Which lines run from the one containing "Each instance gets a single point. Label the white shirt" through the last line of the records below? Give them as a numbered list, leaving out any blank lines.

## Dataset records
-------------------------
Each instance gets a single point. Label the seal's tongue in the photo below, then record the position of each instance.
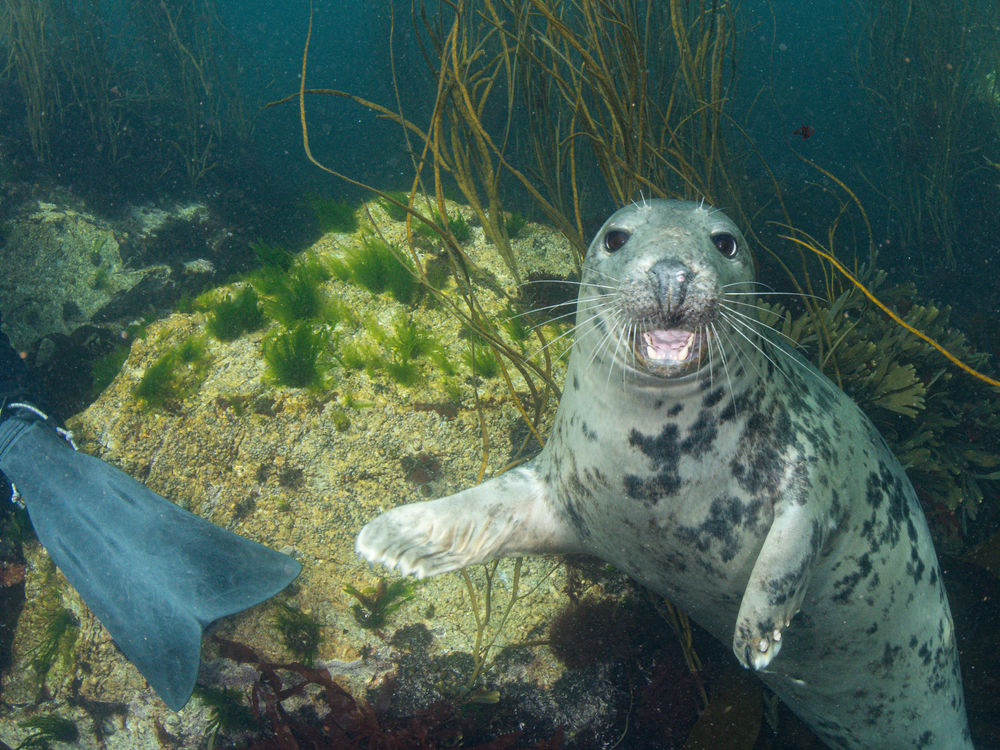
(673, 345)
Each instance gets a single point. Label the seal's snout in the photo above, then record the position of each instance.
(671, 279)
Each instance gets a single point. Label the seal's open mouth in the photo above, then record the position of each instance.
(673, 346)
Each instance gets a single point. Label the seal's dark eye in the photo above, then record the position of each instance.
(725, 243)
(614, 240)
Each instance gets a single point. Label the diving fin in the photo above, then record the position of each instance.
(154, 574)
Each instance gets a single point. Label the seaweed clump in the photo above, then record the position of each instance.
(296, 357)
(300, 632)
(376, 603)
(944, 428)
(296, 294)
(176, 374)
(345, 721)
(231, 317)
(49, 728)
(378, 267)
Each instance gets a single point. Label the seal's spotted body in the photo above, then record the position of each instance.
(724, 473)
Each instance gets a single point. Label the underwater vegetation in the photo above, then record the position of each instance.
(56, 642)
(376, 603)
(300, 632)
(231, 317)
(272, 256)
(405, 344)
(228, 712)
(176, 374)
(395, 352)
(378, 268)
(296, 357)
(343, 721)
(943, 425)
(458, 225)
(46, 729)
(294, 295)
(514, 223)
(106, 368)
(395, 212)
(333, 215)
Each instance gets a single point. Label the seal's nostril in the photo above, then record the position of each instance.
(671, 280)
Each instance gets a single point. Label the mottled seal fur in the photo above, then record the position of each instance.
(720, 470)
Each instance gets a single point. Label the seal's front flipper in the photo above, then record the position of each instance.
(508, 515)
(777, 585)
(153, 574)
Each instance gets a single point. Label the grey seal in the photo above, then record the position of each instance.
(716, 467)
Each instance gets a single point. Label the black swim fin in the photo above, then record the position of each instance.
(154, 574)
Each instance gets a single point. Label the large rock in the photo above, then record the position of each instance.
(302, 471)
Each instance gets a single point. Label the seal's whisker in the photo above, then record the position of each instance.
(740, 327)
(567, 303)
(775, 294)
(753, 322)
(624, 334)
(747, 282)
(725, 367)
(603, 343)
(571, 282)
(594, 309)
(591, 269)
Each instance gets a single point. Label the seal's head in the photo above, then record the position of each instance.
(655, 282)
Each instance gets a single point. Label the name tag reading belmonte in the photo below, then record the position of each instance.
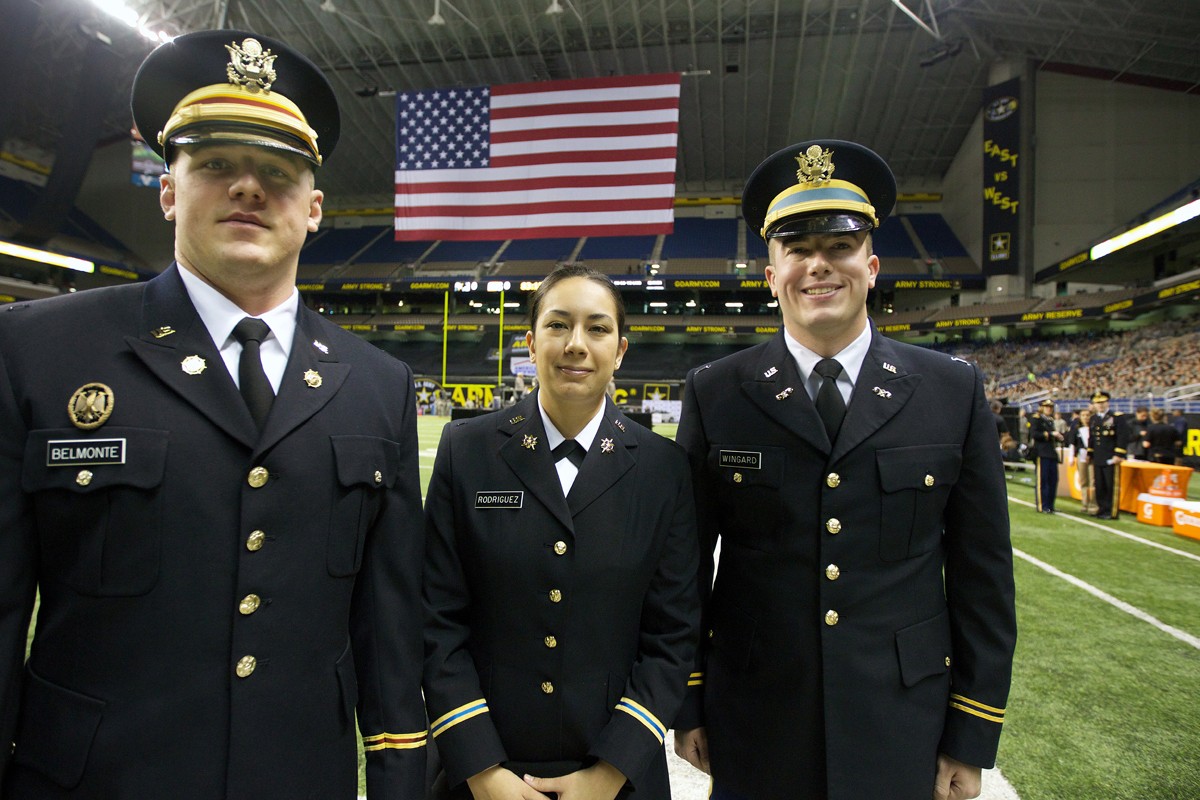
(499, 499)
(84, 452)
(742, 458)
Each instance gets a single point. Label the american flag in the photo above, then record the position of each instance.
(591, 157)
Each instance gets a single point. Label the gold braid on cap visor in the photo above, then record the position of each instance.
(807, 198)
(238, 106)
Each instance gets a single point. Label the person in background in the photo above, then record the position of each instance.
(1105, 450)
(213, 488)
(861, 627)
(1044, 440)
(561, 576)
(1163, 441)
(1079, 441)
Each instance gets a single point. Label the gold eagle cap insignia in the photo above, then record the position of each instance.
(90, 405)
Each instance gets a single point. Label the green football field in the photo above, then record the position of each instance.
(1105, 701)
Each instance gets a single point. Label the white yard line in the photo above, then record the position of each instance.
(1109, 529)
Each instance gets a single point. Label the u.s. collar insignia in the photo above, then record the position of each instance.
(90, 405)
(250, 65)
(193, 365)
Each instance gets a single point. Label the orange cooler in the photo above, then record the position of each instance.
(1155, 510)
(1186, 518)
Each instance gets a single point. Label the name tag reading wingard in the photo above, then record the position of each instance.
(742, 458)
(84, 452)
(499, 499)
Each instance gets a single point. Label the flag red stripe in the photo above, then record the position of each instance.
(571, 157)
(550, 232)
(558, 181)
(583, 132)
(587, 107)
(514, 209)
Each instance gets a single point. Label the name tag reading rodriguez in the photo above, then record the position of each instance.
(84, 452)
(499, 499)
(742, 458)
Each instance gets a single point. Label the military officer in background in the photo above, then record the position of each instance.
(1044, 440)
(861, 629)
(1108, 433)
(213, 488)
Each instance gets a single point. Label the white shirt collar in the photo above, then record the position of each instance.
(850, 358)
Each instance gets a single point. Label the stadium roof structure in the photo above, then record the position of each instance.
(904, 76)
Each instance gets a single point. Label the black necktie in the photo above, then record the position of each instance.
(256, 389)
(831, 405)
(571, 450)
-------------------------
## Result of this task
1. Each instance gets a single point. Label the white shirt collar in the photo above, then record the position of each instance.
2. (850, 358)
3. Each instance gets a single point. Label the stadium roof structure in the photo above, then record the position of each instance.
4. (904, 76)
5. Each instance gets a single point. Label the black necktie in the photo above, then record the position of each instance.
6. (256, 389)
7. (831, 405)
8. (571, 450)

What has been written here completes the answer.